» **Teks Hasil Ekstraksi**
══════

Direktur Jenderal Perhubungan Udara Kementerian Perhubungan memperketat pengoperasian pesawat tanpa awak alias drone. Saking ketatnya, TNI berhak menembak drone yang dinilai membahayakan.
Pengetatan pengoperasian drone itu telah dituangkan dalam Peraturan Menteri No. 47/2016 Tentang Perubahan atas PM 180/2015 tentang Pengendalian Pengoperasian Sistem Pesawat Udara Tanpa Awak di Ruang Udara yang Dilayani Indonesia yang mulai berlaku 3 Mei 2016 lalu.
“Melihat ancamannya ke penerbangan sipil, kami mengamandemen peraturan ini, sehingga kamibisa proaktif untuk mengambil langkah, seperti menjatuhkan dan sebagainya,” kata Direktur Navigasi Ditjen Perhubungan Udara Kemenhub, Novie Rianto, dilansir Antara.
Dia menjelaskan dalam perubahan peraturan tersebut, pihak Kemenhub atau TNI berhak untuk menembak drone yang dinilai membahayakan menggunakan alat khusus, seperti drone-jamming.
Dilansir Make, drone-jamming adalah teknologi pengacau frekuensi radio pengendali untuk menghentikan drone yang sedang mengudara dengan cara aman. Cara ini dioperasikan menggunakan standar GPS dan pita radio ISM sehingga dapat menginterfensi sinyal UAV (Unmanned Aerial Vehicle) komersial.
Salah satu alat yang digunakan dalam drone-jamming adalah DroneDefender. Alat berbentuk seperti senapan masa depan ini dalam demonstrasinya mampu “menembak” objek sejauh 400 meter dengan diameter kemiringan 30 derajat.
Kemenhub juga dapat menjatuhkan sanksi apabila drone dioperasikan di Kawasan Keselamatan Operasi Penerbangan (KKOP) seperti bandara dan di area controlled airspace dan uncontrolled airspace pada ketinggian lebih dari 500 kaki atau 150 meter di atas permukaan tanah (AGL).

══════

[Data ekspresi rujukan]
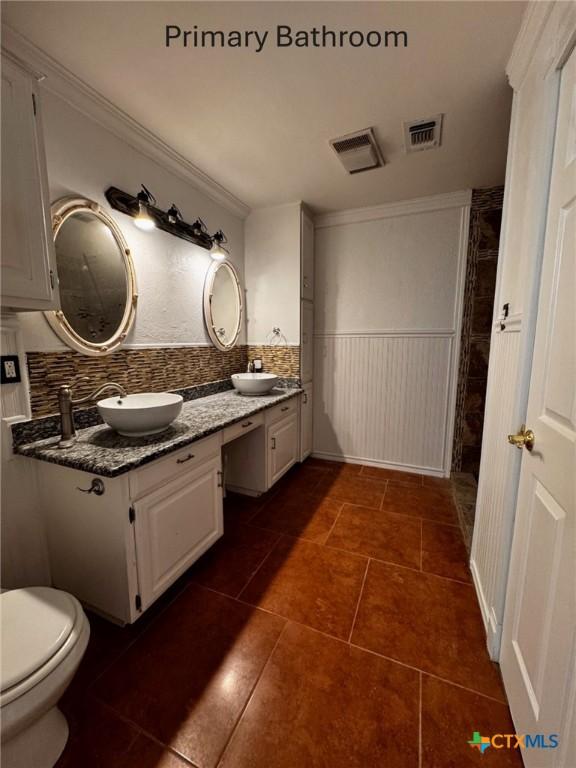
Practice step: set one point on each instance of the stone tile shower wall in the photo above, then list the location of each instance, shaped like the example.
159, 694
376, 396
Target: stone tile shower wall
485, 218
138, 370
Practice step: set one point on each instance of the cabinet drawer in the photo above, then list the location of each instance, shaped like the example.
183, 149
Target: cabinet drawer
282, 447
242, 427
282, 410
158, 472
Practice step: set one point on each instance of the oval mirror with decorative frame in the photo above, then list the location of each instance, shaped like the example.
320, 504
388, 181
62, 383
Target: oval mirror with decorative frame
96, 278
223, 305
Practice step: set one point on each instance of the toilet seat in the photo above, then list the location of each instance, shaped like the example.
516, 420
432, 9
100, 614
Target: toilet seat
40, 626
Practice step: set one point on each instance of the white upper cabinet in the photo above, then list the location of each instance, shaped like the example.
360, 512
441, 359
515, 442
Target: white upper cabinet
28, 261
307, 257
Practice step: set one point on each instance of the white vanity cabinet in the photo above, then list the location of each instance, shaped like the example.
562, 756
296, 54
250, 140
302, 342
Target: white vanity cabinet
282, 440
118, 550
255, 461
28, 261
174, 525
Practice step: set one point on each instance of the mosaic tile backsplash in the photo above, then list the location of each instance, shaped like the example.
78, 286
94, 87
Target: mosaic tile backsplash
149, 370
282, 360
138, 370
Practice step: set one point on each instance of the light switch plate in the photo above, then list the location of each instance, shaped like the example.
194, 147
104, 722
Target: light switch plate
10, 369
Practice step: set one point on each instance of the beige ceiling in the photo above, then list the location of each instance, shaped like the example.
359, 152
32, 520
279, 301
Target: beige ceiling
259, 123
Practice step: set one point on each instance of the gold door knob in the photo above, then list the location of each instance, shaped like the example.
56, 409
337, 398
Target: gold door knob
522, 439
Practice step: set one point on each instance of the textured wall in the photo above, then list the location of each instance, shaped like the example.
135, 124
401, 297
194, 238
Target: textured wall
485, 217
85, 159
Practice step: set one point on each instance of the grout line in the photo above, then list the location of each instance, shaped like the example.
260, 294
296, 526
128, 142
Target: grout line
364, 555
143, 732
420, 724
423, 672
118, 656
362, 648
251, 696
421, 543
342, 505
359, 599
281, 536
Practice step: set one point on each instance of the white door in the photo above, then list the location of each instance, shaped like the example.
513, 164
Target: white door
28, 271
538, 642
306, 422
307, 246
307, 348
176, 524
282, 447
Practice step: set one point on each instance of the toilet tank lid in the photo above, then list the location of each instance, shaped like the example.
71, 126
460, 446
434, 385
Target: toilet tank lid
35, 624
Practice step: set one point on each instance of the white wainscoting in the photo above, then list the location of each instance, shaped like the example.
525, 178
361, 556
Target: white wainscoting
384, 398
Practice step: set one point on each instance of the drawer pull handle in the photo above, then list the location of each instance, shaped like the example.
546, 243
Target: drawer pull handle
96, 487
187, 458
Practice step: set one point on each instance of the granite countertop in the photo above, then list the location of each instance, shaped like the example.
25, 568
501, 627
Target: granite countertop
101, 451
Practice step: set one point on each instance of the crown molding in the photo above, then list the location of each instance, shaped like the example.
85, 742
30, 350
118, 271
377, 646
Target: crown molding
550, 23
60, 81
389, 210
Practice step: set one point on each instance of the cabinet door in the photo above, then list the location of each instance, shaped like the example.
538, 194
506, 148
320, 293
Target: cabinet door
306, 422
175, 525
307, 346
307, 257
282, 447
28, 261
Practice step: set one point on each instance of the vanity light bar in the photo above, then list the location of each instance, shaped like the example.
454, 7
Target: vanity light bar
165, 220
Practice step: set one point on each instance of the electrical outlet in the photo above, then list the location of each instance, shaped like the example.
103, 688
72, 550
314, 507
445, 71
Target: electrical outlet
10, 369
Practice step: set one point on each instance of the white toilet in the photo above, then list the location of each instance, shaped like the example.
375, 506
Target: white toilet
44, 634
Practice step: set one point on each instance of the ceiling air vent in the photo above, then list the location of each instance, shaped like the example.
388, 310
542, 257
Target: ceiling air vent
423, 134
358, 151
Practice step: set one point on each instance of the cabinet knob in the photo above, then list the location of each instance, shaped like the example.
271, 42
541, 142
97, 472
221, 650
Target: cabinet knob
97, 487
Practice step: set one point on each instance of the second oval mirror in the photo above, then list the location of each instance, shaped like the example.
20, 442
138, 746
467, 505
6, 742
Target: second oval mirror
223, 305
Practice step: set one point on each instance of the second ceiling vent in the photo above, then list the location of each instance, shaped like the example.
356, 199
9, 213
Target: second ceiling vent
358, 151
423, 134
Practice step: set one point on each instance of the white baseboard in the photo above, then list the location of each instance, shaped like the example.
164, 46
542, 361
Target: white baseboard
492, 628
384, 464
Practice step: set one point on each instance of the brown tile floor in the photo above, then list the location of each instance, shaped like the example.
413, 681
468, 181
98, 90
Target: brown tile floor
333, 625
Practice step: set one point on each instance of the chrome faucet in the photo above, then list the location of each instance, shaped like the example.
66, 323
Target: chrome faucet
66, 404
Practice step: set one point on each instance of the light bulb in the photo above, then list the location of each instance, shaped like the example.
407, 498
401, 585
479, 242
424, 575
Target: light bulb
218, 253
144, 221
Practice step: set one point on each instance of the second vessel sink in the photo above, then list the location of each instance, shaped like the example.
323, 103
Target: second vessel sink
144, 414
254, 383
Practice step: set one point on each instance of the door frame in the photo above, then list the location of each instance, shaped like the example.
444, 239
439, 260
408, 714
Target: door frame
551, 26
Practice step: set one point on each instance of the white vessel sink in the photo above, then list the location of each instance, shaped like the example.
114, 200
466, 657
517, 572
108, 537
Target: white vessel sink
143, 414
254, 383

══════

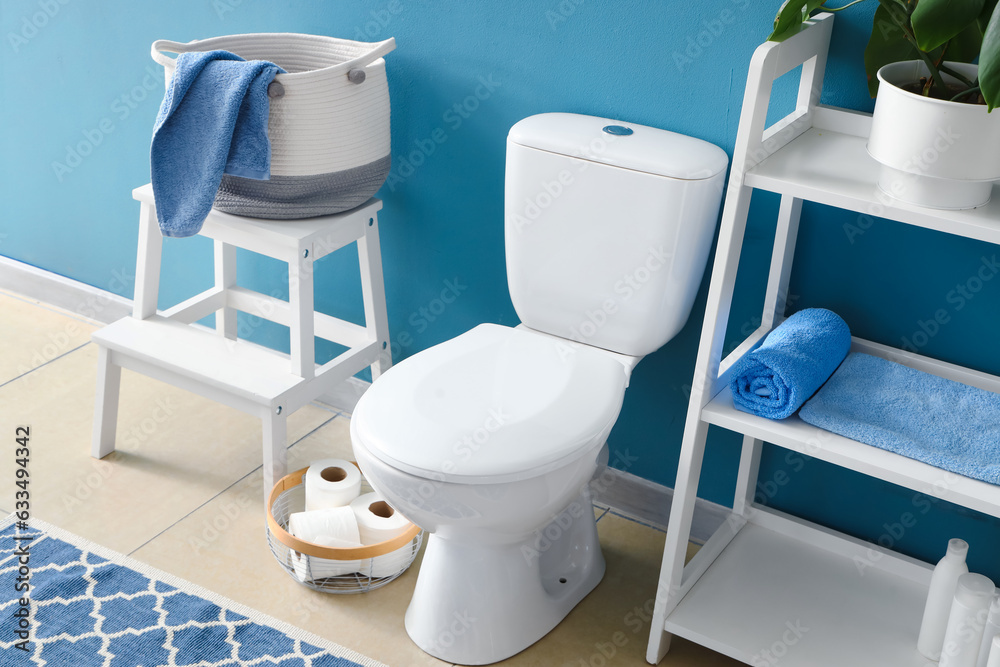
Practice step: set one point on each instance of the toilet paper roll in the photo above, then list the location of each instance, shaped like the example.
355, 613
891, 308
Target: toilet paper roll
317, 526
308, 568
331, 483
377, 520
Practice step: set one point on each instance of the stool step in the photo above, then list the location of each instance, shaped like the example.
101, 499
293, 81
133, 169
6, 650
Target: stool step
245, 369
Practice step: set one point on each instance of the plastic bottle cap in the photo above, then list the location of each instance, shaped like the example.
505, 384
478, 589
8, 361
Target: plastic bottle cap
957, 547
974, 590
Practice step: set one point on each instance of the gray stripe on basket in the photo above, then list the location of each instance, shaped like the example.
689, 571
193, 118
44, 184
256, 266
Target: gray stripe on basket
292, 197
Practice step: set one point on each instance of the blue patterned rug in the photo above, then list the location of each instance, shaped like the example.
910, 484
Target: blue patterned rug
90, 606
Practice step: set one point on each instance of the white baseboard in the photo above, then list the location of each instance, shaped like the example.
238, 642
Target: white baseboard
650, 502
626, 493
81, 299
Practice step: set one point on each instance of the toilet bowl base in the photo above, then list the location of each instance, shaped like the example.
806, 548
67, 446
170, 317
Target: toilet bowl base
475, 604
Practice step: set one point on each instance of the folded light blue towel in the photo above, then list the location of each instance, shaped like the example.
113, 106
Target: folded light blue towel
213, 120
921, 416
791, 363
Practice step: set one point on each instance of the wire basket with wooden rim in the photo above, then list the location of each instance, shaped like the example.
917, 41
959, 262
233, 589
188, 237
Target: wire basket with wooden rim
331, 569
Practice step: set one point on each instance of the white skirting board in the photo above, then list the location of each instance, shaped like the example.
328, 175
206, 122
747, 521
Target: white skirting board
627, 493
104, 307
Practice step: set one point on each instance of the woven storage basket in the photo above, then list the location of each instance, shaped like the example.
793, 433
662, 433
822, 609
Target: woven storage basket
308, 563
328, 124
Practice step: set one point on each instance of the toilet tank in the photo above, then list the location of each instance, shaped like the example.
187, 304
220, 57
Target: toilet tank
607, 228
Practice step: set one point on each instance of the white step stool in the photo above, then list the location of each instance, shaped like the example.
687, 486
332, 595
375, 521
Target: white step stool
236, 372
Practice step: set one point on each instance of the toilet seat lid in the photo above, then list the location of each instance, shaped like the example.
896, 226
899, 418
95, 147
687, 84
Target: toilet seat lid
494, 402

══════

» **Tugas yang Dikerjakan**
• A. Menurut teks tentang pengetatan drone, mengapa Kemenhub mengamandemen peraturannya? Jawab dalam satu sampai tiga kalimat.
• B. Dalam teks tentang pengetatan drone, kapan Peraturan Menteri No. 47/2016 mulai berlaku?
• C. Lanjutkan teks tentang pengetatan drone dari kalimat terakhirnya.

» **Jawaban per Butir**
• A. Kemenhub melihat adanya ancaman drone terhadap penerbangan sipil. Dengan amandemen itu, pihaknya bisa proaktif mengambil langkah, seperti menjatuhkan drone.

• B. Peraturan itu mulai berlaku 3 Mei 2016.

• C.
Selain Kemenhub, TNI juga bisa memberikan sanksi apabila drone dioperasikan di kawasan udara terlarang (prohibited area) dan kawasan udara terbatas (restricted area). Kawasan terlarang tersebut antara lain Istana Kepresidenan, kilang minyak, dan pangkalan udara TNI.
Adapun sanksi yang dikenakan kepada operator adalah sanksi administratif berupa peringatan, pembekuan izin, pencabutan izin dan denda administratif. Denda administratif yang dimaksud adalah membayar antara 1.001 hingga 3.000 unit penalti, dengan satu unit penaltinya senilai Rp100.000. Ini berarti denda terkecil Rp100.001.000 hingga terbesar Rp300 juta.
Adanya pembatasan aktivitas ini bermula dari banyaknya laporan penerbangan yang terganggu akibat melintasnya drone di langit sekitar bandara. Pangkalan Lanud Adisutjipto, Jogja, sudah lebih dahulu mengeluarkan pelarangan menerbangkan drone di sekitar bandara.
Pelarangan ini didasar atas sebuah insiden yang menghebohkan pada pertengahan Desember 2015. Sebuah drone diterbangkan dengan ketinggian sejajar dengan posisi pesawat yang akan mendarat di Bandara Adisutjipto. Foto hasil bidikan drone itu sempat beredar viral di media sosial.